Rumusan Masalah 1>
Menurut berita tentang Alirman Sori, apa saja dua tantangan eksternal dalam kehidupan berbangsa dan bernegara?

##### Kutipan Terpilih #####

Alirman Sori: Tantangan Kebangsaan Soal Agama, Fanatik Kedaerahan hingga Hukum Tajam ke Bawah

PainanGaris Pantai News – Anggota Majelis Permusyawaratan Rakyat Republik Indonesia (MPR RI), Dewan Perwakilan Daerah (DPD) Daerah Pemilihan (Dapil) Sumatra Barat periode 2019-2024, Alirman Sori menegaskan semangat nasionalisme masyarakat sebagai warga negara Indonesia hendaknya diperkuat dalam kehidupan berbangsa dan bernegara.

Menurutnya, jika semangat nasionalisme warga negara telah mengakar kuat, maka apapun tantangan global kedepan, yang masuk ke negara Indonesia akan bisa dilawan.

“Jadi, key-wordnya di situ. Yaitu membangun semangat nasionalisme, tak lebih dari itu. Kenapa begitu?, karena nasionalisme itu merupakan soal komitmen berbangsa dan bernegara,” ujar Alirman Sori saat diwawancarai garispantainews.com usai melaksanakan kegiatan sosialisasi empat pilar MPR RI di Gedung Painan Convention Center (PCC) pada Sabtu (10/4/2021).

Dijelaskannya, terdapat dua tantangan kebangsaan menurut Tap MPR No VI tahun 2021 tentang etika kehidupan berbangsa. Dua tantangan itu meliputi tantangan internal dan eksternal.

Dalam tantangan internal, menurut Alirman Sori, masih lemahnya penghayatan dan pengamalan agama serta munculnya pemahaman terhadap ajaran agama yang keliru dan sempit.

Kemudian, adanya pengabaian terhadap kepentingan daerah serta timbulnya fanatisme kedaerahan. Disamping itu, juga kurang berkembangnya pemahaman dan penghargaan atas kebhinekaan dan kemajemukan.
Tantangan lainya, juga kurangnya keteladanan dalam sikap dan perilaku serta penegakan hukum seakan-akan tajam ke bawah dan tumpul ke atas.

Selanjutnya, Alirman Sori juga mengatakan tantangan eksternal dalam berbangsa dan bernegara meliputi soal globalisasi dan kapitalisme. Menurutnya, pengaruh globalisasi sangat kuat dari kehidupan yang semakin meluas dan persaingan antar bangsa yang semakin tajam.

“Saat ini, perang itu tidak lagi pakai senjata. Tapi, perang teknologi dan ekonomi untuk melumpuhkan bangsa. Mampukah kita menghadapi ini?,” ucapnya.

Alirman Sori juga menyingung soal kapitalisme sebagai tantangan eksternal kedua dalam kehidupan berbangsa. Kata dia, makin kuat nya intensitas intervensi kekuatan global dalam perumusan kebijakan nasional.

Bahkan dia berpendapat, saat ini kapitalisme juga sudah mulai merambah ke daerah. Justru itu, dia memperingatkan agar lebih hati-hati dan waspada, terlebih kepada kepala daerah dan Dewan Perwakilan Rakyat Daerah (DPRD).

##### Cuplikan Catatan #####

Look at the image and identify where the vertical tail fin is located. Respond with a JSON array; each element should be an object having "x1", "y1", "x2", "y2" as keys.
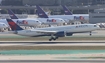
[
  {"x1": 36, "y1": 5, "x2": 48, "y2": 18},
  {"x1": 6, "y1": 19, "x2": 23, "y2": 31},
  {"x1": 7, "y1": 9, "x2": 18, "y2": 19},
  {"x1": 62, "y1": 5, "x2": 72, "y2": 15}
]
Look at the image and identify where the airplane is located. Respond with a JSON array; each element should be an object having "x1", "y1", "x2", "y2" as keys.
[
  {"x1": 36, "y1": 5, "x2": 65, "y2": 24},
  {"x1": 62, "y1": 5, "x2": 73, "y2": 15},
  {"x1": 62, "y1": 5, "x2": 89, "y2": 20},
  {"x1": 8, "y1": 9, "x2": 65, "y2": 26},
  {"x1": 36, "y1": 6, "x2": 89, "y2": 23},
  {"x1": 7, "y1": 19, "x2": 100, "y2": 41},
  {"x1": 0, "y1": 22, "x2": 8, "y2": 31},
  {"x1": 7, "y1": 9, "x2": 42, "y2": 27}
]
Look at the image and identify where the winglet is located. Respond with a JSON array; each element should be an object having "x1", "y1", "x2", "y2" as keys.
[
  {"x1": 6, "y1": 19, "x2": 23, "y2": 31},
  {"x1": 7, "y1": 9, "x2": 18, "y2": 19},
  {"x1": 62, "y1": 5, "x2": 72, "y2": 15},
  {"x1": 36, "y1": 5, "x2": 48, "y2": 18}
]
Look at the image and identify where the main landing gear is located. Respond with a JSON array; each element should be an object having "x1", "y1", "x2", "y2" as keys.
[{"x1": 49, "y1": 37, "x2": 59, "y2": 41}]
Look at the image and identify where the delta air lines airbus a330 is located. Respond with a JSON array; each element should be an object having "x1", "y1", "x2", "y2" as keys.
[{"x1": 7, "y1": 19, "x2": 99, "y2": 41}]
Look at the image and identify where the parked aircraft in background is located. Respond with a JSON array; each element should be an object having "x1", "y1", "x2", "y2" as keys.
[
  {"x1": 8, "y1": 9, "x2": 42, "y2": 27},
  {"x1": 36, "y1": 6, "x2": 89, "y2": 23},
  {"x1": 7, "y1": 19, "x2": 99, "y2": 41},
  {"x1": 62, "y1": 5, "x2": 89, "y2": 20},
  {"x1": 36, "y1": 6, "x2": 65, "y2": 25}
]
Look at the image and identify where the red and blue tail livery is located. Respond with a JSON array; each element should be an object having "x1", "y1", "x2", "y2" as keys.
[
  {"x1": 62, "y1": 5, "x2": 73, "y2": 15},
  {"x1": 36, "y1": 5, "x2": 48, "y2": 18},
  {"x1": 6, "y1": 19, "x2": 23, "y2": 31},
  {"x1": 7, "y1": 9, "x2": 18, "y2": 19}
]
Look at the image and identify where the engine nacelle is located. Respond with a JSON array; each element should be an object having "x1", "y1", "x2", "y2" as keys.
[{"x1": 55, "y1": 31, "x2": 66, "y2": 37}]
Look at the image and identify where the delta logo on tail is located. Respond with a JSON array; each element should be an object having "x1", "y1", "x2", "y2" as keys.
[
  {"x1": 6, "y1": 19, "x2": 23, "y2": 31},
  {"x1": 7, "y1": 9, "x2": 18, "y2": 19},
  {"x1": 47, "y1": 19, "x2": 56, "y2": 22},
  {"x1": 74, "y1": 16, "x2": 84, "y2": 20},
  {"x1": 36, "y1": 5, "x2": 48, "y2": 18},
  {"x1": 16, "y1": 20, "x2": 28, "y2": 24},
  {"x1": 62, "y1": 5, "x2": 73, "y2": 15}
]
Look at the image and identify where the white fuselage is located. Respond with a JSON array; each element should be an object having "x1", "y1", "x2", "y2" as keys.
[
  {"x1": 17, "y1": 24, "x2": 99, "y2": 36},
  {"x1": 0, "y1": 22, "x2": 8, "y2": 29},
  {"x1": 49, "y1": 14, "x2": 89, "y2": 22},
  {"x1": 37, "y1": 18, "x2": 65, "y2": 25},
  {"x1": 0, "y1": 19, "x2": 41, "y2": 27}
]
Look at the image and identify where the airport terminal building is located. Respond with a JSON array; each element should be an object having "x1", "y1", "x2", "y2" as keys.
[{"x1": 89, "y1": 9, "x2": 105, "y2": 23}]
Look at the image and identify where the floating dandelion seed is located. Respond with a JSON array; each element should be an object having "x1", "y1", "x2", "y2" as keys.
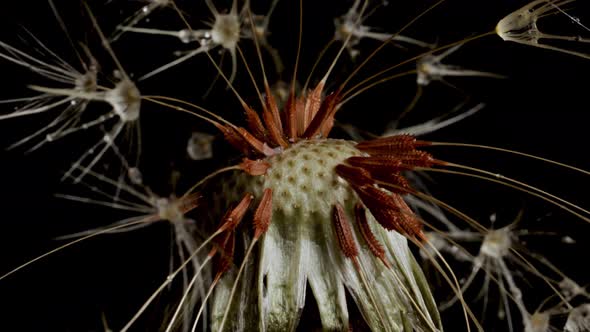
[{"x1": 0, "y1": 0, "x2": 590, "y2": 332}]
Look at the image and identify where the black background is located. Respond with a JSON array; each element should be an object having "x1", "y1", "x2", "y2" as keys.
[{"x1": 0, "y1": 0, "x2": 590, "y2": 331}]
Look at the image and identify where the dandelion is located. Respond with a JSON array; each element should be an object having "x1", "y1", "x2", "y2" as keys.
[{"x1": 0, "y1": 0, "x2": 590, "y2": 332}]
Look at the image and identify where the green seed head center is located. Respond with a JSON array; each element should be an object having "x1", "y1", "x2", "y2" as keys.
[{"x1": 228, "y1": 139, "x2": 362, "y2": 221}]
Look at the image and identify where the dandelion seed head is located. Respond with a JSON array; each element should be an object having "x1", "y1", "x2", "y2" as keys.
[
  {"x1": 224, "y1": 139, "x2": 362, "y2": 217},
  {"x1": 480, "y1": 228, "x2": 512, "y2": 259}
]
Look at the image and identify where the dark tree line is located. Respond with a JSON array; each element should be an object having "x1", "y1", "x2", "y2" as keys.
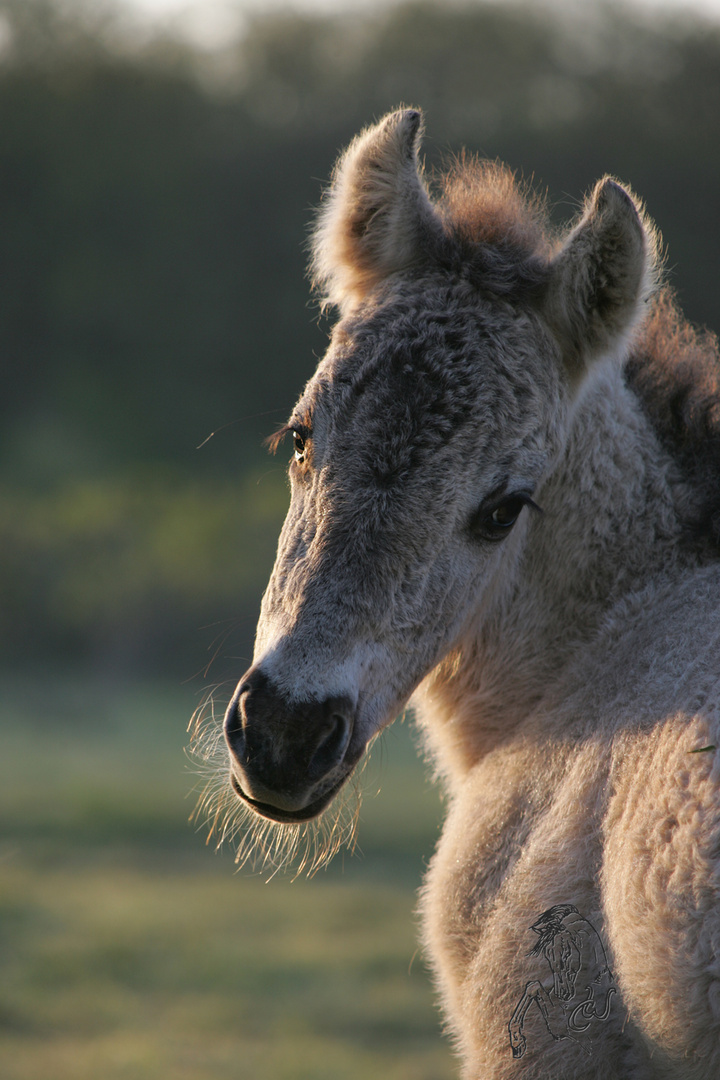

#####
##### Cuplikan Catatan #####

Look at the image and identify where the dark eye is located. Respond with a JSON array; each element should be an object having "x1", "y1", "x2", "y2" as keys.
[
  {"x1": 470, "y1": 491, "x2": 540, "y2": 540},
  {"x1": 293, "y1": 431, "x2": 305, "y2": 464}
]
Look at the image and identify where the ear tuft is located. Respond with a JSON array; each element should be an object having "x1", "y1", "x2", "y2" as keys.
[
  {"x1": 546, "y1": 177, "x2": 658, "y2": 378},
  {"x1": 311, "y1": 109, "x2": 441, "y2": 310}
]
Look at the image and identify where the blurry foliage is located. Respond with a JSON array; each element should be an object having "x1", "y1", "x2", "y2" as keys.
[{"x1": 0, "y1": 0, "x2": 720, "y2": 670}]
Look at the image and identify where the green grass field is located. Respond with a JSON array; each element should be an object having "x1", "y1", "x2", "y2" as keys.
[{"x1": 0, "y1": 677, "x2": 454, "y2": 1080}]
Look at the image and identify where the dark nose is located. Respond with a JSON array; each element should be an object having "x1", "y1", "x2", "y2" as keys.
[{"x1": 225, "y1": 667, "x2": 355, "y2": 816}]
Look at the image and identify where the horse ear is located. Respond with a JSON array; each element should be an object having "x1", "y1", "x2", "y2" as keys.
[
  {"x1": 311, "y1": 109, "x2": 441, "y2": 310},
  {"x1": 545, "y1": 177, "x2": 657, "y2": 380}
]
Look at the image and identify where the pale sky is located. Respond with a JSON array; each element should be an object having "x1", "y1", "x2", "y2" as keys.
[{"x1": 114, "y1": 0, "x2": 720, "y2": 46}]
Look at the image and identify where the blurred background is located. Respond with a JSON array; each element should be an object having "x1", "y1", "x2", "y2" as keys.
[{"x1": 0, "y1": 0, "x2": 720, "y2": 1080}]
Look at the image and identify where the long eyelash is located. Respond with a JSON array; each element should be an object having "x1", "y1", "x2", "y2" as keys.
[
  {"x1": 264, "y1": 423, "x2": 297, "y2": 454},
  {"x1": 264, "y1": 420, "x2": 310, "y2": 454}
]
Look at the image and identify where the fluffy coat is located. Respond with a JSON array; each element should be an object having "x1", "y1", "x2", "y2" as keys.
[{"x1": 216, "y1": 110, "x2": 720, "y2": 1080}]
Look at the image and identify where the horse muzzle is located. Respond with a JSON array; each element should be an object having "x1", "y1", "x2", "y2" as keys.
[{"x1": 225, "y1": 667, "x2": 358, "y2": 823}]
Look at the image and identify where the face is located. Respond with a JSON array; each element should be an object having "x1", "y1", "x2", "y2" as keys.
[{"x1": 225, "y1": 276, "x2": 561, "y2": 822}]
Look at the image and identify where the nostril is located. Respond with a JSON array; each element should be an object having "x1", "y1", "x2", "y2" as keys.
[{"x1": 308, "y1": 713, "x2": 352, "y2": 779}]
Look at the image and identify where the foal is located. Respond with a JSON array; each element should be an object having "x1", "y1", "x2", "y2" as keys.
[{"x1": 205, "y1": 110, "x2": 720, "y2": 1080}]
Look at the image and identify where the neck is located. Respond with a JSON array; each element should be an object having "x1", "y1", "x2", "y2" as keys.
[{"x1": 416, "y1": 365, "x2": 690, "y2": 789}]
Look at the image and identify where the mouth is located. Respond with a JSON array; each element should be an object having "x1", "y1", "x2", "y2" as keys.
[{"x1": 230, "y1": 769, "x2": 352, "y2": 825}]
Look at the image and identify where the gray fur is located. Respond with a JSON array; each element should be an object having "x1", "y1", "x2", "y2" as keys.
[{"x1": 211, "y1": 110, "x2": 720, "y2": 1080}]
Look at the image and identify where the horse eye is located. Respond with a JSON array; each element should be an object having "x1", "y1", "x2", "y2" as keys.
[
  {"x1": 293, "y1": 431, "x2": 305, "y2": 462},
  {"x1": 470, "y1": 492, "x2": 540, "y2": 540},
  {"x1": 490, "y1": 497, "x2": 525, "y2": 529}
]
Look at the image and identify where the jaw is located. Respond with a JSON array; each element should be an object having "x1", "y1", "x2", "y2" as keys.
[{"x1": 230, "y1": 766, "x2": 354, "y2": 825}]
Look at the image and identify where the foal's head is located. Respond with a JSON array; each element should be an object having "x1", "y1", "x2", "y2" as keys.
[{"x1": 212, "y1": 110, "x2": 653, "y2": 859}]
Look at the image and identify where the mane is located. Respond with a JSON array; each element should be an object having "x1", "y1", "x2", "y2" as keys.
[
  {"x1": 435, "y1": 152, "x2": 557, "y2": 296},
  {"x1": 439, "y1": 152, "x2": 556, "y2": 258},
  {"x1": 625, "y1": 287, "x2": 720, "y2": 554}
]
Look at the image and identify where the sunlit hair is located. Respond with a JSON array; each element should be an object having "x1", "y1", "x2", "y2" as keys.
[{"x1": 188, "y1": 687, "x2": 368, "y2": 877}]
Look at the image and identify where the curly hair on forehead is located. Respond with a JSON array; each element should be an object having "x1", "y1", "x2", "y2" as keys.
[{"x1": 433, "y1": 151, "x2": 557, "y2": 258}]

#####

Rumusan Masalah 2>
Sajikan dalam bentuk daftar bernomor bagian catatan yang diawali baris berisi "Look at the image and identify where the green seed" dan diakhiri baris berisi "Look at the image and identify where the dark tree", tanpa menyertakan baris kosong.

Penyelesaian Tugas 1>
Globalisasi dan kapitalisme.

Penyelesaian Tugas 2>
1. Look at the image and identify where the green seed head center is located. Respond with a JSON array; each element should be an object having "x1", "y1", "x2", "y2" as keys.
2. [{"x1": 228, "y1": 139, "x2": 362, "y2": 221}]
3. Look at the image and identify where the dandelion seed head is located. Respond with a JSON array; each element should be an object having "x1", "y1", "x2", "y2" as keys.
4. [
5.   {"x1": 224, "y1": 139, "x2": 362, "y2": 217},
6.   {"x1": 480, "y1": 228, "x2": 512, "y2": 259}
7. ]
8. Look at the image and identify where the dark tree line is located. Respond with a JSON array; each element should be an object having "x1", "y1", "x2", "y2" as keys.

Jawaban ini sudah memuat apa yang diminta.